##### SOURCE EXTRACT #####

O-ring failure triggers liquid ammonia leak at dairy plant

Incident Investigation

O-ring failure triggers liquid ammonia leak at dairy plant

September 26, 2017

Boiler, PV and Refrigeration

Reference Number:

5624551



Incident overview

The liquid ammonia transfer pump gear shaft O-ring failed thus allowing the liquid ammonia to leak in to the ammonia compressor room. The compressor room ammonia refrigerant leak detection system activated.

Regulated industry sector

Refrigeration System

Location

Burnaby

Investigation conclusions

Site, system and components

The site is a dairy product processing plant that utilizes an ammonia refrigeration system. The refrigeration system is monitored and operated by a power engineer on a continuous basis. The liquid ammonia positive displacement transfer pump is used to pump the liquid refrigerant from a surplus refrigerant storage vessel to the main ammonia refrigerant receiver. The transfer pump operation is intermittent and the run time is approximately 5 hours a month.

Failure scenario(s)

The O-rings are 17 years old and the pump receives only a minor amount of preventive maintenance such as greasing the sleeve bearings. Over time the O-rings lose their sealing capability as they become less pliable.

#####

GIVEN INSTRUCTION 1 | List every section heading in the ammonia leak report that comes after the reference number.
GIVEN INSTRUCTION 2 | Duplicate the part of the ammonia leak report starting with "Site, system and" and going on through "Failure scenario(s)".
You won't need the records for this work.

##### DATA ROWS #####

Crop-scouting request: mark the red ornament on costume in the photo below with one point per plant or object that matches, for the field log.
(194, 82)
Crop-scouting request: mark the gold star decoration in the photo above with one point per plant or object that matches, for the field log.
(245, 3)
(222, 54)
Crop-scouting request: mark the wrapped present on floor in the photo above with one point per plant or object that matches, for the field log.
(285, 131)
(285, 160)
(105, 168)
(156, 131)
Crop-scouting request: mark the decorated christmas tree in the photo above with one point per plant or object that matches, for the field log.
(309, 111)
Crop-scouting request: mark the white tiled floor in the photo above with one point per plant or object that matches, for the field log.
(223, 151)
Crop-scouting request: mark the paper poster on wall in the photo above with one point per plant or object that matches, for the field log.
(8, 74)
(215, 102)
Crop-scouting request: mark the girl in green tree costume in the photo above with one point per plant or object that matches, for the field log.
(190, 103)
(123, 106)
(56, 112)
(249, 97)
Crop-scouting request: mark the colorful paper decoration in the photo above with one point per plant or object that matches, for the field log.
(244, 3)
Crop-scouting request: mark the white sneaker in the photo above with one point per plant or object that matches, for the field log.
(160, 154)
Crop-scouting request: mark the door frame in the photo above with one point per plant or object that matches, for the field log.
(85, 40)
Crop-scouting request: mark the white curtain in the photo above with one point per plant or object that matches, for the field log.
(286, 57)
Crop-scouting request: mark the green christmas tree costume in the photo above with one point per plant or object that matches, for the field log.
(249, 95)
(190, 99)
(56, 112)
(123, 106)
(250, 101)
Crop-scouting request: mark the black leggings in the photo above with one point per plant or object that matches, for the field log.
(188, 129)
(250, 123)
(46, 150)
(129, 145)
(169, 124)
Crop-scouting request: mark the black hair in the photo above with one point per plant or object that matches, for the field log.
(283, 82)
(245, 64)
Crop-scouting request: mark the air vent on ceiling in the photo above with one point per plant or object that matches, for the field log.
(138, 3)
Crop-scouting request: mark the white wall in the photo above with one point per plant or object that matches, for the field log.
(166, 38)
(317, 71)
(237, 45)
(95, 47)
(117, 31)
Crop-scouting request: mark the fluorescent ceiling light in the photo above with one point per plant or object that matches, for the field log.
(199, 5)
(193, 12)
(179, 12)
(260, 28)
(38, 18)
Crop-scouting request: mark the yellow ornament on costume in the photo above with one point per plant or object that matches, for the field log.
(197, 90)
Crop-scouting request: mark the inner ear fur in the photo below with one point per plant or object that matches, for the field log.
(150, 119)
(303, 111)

#####

TASK OUTPUT 1 |
Incident overview
Regulated industry sector
Location
Investigation conclusions
Site, system and components
Failure scenario(s)

TASK OUTPUT 2 |
Site, system and components

The site is a dairy product processing plant that utilizes an ammonia refrigeration system. The refrigeration system is monitored and operated by a power engineer on a continuous basis. The liquid ammonia positive displacement transfer pump is used to pump the liquid refrigerant from a surplus refrigerant storage vessel to the main ammonia refrigerant receiver. The transfer pump operation is intermittent and the run time is approximately 5 hours a month.

Failure scenario(s)